== SELECTED PASSAGE ==
+===+

TIDMSNR
RNS Number : 2479A
LSF XI Investments LLC
28 May 2021
NOT FOR RELEASE, PUBLICATION OR DISTRIBUTION IN, INTO OR FROM
ANY JURISDICTION WHERE TO DO SO WOULD CONSTITUTE A VIOLATION OF THE
RELEVANT LAWS OF SUCH JURISDICTION. THIS IS AN ANNOUNCEMENT FALLING
UNDER RULE 2.4 OF THE CITY CODE ON TAKEOVERS AND MERGERS (THE
"CODE"). IT DOES NOT REPRESENT A FIRM INTENTION TO MAKE AN OFFER
UNDER RULE 2.7 OF THE CODE. ACCORDINGLY, THERE CAN BE NO CERTAINTY
THAT AN OFFER WILL BE MADE.
THIS ANNOUNCEMENT CONTAINS INSIDE INFORMATION
FOR IMMEDIATE RELEASE
28 May 2021
Possible Offer for Senior Plc ("Senior")
LSF XI Investments, LLC, a company advised by Lone Star Global
Acquisitions, Ltd ("Lone Star") notes the recent movement in
Senior's share price. Lone Star confirms that on 20 May 2021 it
made a third proposal to Senior regarding a possible cash offer for
Senior at 176 pence (the "Proposal"). The Proposal has been
rejected by the Senior Board. Lone Star is considering its
position.
There can be no certainty any offer will be made.
As required by Rule 2.6(a) of the Code, Lone Star must, by not
later than 5.00 p.m. on 25 June 2021, either announce a firm
intention to make an offer in accordance with Rule 2.7 of the Code
or announce that it does not intend to make an offer, in which case
the announcement will be treated as a statement to which Rule 2.8
of the Code applies. This deadline may be extended with the consent
of the Panel on Takeovers and Mergers in accordance with Rule
2.6(c) of the Code.
Pursuant to Rule 2.5 of the Code, Lone Star reserves the right
to vary the form and / or mix of the offer consideration and vary
the transaction structure. Lone Star also reserves the right to
amend the terms of any offer (including making the offer at a lower
value):
a) with the recommendation or consent of the Senior Board;
b) if Senior announces, declares or pays any dividend or any
other distribution or return of value to shareholders after the
date of this announcement, in which case Lone Star reserves the
right to make an equivalent reduction to its Proposal;
c) following the announcement by Senior of a whitewash transaction pursuant to the Code; or
d) if a third party announces a firm intention to make an offer
for Senior on less favourable terms.

+===+

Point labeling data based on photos
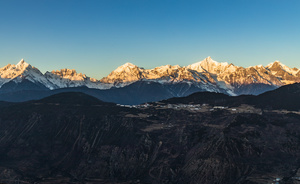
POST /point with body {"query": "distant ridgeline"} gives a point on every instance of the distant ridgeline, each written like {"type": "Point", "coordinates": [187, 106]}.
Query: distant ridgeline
{"type": "Point", "coordinates": [130, 84]}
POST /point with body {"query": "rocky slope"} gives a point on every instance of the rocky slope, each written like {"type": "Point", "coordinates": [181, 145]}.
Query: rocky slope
{"type": "Point", "coordinates": [64, 139]}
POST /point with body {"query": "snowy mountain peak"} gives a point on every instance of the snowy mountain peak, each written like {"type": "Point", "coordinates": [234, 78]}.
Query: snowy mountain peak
{"type": "Point", "coordinates": [127, 67]}
{"type": "Point", "coordinates": [209, 65]}
{"type": "Point", "coordinates": [22, 64]}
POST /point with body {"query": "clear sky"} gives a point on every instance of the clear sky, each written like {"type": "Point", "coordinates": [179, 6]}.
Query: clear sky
{"type": "Point", "coordinates": [96, 36]}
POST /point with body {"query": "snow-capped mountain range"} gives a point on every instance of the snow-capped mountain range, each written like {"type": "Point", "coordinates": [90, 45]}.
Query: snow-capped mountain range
{"type": "Point", "coordinates": [207, 75]}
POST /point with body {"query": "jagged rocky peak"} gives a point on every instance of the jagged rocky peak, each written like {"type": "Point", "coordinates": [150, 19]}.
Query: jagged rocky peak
{"type": "Point", "coordinates": [209, 65]}
{"type": "Point", "coordinates": [127, 67]}
{"type": "Point", "coordinates": [11, 71]}
{"type": "Point", "coordinates": [279, 67]}
{"type": "Point", "coordinates": [124, 74]}
{"type": "Point", "coordinates": [68, 72]}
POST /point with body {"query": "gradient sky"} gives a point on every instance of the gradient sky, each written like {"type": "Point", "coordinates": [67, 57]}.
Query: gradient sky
{"type": "Point", "coordinates": [96, 36]}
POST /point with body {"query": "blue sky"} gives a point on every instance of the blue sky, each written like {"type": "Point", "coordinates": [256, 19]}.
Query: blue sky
{"type": "Point", "coordinates": [96, 36]}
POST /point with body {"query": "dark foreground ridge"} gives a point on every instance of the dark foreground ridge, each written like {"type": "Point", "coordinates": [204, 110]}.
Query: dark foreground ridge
{"type": "Point", "coordinates": [75, 138]}
{"type": "Point", "coordinates": [285, 97]}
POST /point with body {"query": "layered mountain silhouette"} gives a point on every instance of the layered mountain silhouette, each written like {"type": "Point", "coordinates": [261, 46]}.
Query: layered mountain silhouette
{"type": "Point", "coordinates": [72, 137]}
{"type": "Point", "coordinates": [23, 82]}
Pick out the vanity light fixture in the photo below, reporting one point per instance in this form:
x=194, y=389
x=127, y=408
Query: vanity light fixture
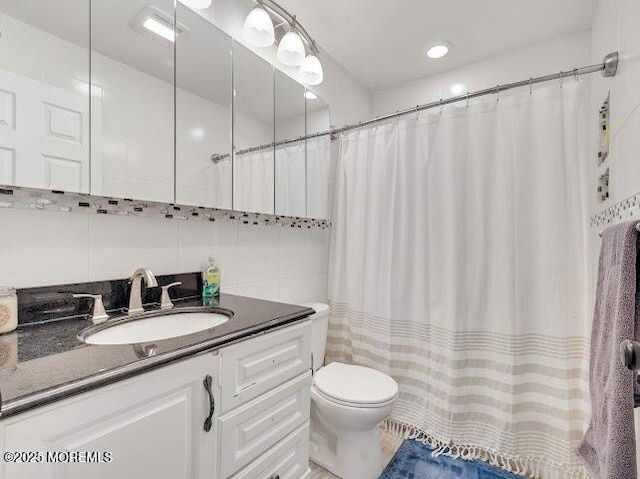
x=258, y=28
x=295, y=47
x=291, y=50
x=197, y=4
x=437, y=50
x=311, y=70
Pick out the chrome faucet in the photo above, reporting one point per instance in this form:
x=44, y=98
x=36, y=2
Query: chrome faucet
x=135, y=298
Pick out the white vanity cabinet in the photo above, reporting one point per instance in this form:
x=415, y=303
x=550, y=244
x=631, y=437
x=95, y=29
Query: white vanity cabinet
x=152, y=424
x=265, y=387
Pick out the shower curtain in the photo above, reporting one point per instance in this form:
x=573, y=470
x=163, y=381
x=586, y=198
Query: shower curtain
x=459, y=267
x=253, y=181
x=290, y=180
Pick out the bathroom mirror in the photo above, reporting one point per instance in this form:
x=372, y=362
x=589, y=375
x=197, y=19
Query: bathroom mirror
x=290, y=169
x=203, y=112
x=132, y=89
x=44, y=94
x=319, y=156
x=253, y=132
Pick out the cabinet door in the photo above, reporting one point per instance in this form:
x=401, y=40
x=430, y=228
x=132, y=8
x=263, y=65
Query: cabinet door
x=253, y=367
x=252, y=429
x=152, y=426
x=289, y=459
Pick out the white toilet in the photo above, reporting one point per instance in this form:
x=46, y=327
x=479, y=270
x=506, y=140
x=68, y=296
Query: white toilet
x=347, y=404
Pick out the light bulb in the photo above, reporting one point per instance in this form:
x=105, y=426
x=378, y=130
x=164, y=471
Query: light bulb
x=197, y=4
x=258, y=28
x=291, y=49
x=311, y=70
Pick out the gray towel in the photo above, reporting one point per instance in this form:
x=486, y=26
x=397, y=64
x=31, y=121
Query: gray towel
x=609, y=447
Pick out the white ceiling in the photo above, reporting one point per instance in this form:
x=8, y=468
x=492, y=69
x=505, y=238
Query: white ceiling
x=381, y=42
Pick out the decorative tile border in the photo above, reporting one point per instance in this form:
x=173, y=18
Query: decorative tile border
x=35, y=199
x=627, y=209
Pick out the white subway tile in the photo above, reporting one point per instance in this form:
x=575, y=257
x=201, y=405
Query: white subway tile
x=119, y=245
x=39, y=248
x=258, y=253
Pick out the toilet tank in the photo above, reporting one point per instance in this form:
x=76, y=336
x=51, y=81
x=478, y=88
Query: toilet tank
x=319, y=327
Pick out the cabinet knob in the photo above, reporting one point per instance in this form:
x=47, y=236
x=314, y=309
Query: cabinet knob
x=207, y=382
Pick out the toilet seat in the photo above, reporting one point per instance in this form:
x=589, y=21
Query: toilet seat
x=355, y=386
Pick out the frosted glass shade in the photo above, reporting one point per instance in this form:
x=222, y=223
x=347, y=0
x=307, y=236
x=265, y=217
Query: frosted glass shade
x=258, y=28
x=197, y=4
x=291, y=50
x=310, y=71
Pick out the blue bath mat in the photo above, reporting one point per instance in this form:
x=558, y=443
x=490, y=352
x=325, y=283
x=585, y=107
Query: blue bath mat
x=414, y=461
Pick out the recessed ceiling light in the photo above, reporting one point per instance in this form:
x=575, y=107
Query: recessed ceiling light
x=437, y=50
x=457, y=88
x=157, y=24
x=197, y=4
x=161, y=29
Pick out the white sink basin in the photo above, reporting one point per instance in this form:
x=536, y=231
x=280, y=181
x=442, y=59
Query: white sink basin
x=156, y=328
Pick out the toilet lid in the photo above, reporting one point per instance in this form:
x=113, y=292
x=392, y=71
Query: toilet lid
x=355, y=384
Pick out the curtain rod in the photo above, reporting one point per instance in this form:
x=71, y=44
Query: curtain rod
x=608, y=67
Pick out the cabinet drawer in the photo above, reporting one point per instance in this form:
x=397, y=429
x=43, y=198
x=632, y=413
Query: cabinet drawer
x=289, y=459
x=255, y=366
x=249, y=431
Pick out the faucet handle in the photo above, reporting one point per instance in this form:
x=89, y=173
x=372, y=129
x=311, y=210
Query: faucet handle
x=98, y=313
x=165, y=299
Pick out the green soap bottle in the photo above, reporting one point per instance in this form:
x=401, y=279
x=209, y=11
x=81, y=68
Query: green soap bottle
x=211, y=280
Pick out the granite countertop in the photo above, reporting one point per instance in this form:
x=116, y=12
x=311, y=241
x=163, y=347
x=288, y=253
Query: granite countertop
x=44, y=362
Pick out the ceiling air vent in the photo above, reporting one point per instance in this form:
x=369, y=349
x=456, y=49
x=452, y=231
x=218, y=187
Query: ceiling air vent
x=157, y=24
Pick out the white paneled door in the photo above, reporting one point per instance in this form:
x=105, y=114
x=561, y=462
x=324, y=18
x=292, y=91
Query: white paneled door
x=44, y=135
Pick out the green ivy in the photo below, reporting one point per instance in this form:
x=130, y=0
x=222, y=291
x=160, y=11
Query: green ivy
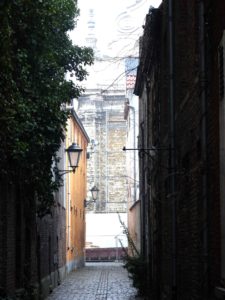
x=35, y=55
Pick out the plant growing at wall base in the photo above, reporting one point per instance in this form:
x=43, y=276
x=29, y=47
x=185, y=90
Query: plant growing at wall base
x=135, y=264
x=35, y=55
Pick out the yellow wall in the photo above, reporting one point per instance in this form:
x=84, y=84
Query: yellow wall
x=76, y=193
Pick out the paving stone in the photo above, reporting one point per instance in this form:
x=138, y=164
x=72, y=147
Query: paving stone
x=96, y=281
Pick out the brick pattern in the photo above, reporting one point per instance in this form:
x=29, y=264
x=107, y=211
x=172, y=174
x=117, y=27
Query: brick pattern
x=196, y=210
x=104, y=122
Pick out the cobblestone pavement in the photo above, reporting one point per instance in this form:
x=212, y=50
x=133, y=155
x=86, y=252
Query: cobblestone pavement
x=97, y=281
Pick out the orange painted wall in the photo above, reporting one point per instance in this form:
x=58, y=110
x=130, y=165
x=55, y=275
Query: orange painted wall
x=75, y=195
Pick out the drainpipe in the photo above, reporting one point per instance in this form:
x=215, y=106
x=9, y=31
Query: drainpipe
x=203, y=144
x=172, y=145
x=134, y=147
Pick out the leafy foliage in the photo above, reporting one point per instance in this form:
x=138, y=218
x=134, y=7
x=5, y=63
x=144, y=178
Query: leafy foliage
x=135, y=264
x=35, y=55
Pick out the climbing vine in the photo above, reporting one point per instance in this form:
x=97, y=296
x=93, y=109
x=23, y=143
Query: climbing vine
x=35, y=55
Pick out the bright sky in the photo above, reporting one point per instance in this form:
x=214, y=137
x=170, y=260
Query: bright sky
x=118, y=24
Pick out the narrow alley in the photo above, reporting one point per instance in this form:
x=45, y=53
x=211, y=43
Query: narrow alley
x=96, y=281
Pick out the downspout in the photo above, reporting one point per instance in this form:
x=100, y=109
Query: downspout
x=172, y=145
x=134, y=147
x=203, y=144
x=142, y=196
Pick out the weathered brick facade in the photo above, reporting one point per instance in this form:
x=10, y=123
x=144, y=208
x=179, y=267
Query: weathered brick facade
x=102, y=116
x=179, y=120
x=34, y=252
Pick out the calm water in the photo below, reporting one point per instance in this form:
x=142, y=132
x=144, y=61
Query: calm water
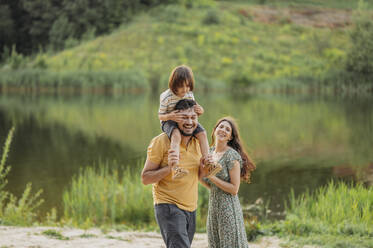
x=298, y=142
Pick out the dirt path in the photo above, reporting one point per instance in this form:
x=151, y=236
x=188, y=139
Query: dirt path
x=304, y=16
x=32, y=237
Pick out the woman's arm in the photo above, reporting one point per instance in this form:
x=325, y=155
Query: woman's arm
x=233, y=186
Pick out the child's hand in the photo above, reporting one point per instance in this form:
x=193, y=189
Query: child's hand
x=175, y=116
x=198, y=109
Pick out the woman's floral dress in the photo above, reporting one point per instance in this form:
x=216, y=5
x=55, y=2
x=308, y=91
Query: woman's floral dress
x=225, y=225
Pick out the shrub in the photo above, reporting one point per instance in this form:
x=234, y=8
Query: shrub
x=14, y=211
x=359, y=61
x=211, y=17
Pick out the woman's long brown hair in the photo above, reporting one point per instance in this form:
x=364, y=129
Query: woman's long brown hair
x=247, y=163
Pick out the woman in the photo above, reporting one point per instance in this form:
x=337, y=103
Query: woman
x=225, y=225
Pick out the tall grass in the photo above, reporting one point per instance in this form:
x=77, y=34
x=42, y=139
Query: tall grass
x=337, y=212
x=222, y=44
x=38, y=80
x=99, y=196
x=14, y=211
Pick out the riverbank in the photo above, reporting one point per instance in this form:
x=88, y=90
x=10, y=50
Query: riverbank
x=70, y=237
x=228, y=45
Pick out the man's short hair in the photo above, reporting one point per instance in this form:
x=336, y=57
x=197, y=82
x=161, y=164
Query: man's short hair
x=185, y=104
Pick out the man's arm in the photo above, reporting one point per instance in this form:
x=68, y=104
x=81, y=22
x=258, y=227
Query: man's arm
x=203, y=171
x=152, y=173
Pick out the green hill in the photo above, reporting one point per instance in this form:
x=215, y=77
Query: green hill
x=239, y=43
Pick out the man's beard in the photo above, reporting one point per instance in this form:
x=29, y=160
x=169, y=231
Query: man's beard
x=185, y=134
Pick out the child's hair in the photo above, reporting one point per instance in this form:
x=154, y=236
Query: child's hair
x=179, y=76
x=248, y=165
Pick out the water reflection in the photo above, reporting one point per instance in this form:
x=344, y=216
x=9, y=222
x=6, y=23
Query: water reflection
x=297, y=141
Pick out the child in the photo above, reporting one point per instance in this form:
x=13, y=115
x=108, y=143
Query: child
x=181, y=85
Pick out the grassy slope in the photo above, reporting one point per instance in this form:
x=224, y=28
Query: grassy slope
x=236, y=45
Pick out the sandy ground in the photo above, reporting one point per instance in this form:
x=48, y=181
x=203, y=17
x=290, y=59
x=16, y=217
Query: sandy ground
x=33, y=237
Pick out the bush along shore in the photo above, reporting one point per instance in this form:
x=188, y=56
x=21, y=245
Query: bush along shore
x=228, y=45
x=336, y=215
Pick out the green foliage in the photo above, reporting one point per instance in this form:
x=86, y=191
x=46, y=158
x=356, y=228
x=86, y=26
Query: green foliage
x=99, y=196
x=359, y=61
x=31, y=80
x=14, y=211
x=4, y=170
x=337, y=210
x=16, y=60
x=212, y=17
x=60, y=32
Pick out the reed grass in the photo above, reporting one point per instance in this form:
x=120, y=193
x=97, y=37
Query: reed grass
x=335, y=216
x=38, y=80
x=99, y=196
x=221, y=44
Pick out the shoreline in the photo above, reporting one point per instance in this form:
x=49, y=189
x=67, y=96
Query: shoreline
x=65, y=237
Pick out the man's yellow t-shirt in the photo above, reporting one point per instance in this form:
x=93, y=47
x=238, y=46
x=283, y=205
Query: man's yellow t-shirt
x=182, y=191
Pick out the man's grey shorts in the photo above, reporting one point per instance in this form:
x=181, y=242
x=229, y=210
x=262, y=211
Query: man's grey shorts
x=177, y=226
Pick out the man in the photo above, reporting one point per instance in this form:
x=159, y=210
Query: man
x=175, y=200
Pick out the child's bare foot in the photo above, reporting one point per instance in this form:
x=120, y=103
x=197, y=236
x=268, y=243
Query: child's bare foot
x=213, y=169
x=178, y=172
x=173, y=160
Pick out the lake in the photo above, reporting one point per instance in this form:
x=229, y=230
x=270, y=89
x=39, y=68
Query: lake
x=299, y=142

+===+

== WHAT YOU HAVE TO DO ==
Reproduce the full announcement above about a possible offer for Senior Plc, word for word, from its first line to its last.

== COMPLETE ANSWER ==
TIDMSNR
RNS Number : 2479A
LSF XI Investments LLC
28 May 2021
NOT FOR RELEASE, PUBLICATION OR DISTRIBUTION IN, INTO OR FROM
ANY JURISDICTION WHERE TO DO SO WOULD CONSTITUTE A VIOLATION OF THE
RELEVANT LAWS OF SUCH JURISDICTION. THIS IS AN ANNOUNCEMENT FALLING
UNDER RULE 2.4 OF THE CITY CODE ON TAKEOVERS AND MERGERS (THE
"CODE"). IT DOES NOT REPRESENT A FIRM INTENTION TO MAKE AN OFFER
UNDER RULE 2.7 OF THE CODE. ACCORDINGLY, THERE CAN BE NO CERTAINTY
THAT AN OFFER WILL BE MADE.
THIS ANNOUNCEMENT CONTAINS INSIDE INFORMATION
FOR IMMEDIATE RELEASE
28 May 2021
Possible Offer for Senior Plc ("Senior")
LSF XI Investments, LLC, a company advised by Lone Star Global
Acquisitions, Ltd ("Lone Star") notes the recent movement in
Senior's share price. Lone Star confirms that on 20 May 2021 it
made a third proposal to Senior regarding a possible cash offer for
Senior at 176 pence (the "Proposal"). The Proposal has been
rejected by the Senior Board. Lone Star is considering its
position.
There can be no certainty any offer will be made.
As required by Rule 2.6(a) of the Code, Lone Star must, by not
later than 5.00 p.m. on 25 June 2021, either announce a firm
intention to make an offer in accordance with Rule 2.7 of the Code
or announce that it does not intend to make an offer, in which case
the announcement will be treated as a statement to which Rule 2.8
of the Code applies. This deadline may be extended with the consent
of the Panel on Takeovers and Mergers in accordance with Rule
2.6(c) of the Code.
Pursuant to Rule 2.5 of the Code, Lone Star reserves the right
to vary the form and / or mix of the offer consideration and vary
the transaction structure. Lone Star also reserves the right to
amend the terms of any offer (including making the offer at a lower
value):
a) with the recommendation or consent of the Senior Board;
b) if Senior announces, declares or pays any dividend or any
other distribution or return of value to shareholders after the
date of this announcement, in which case Lone Star reserves the
right to make an equivalent reduction to its Proposal;
c) following the announcement by Senior of a whitewash transaction pursuant to the Code; or
d) if a third party announces a firm intention to make an offer
for Senior on less favourable terms.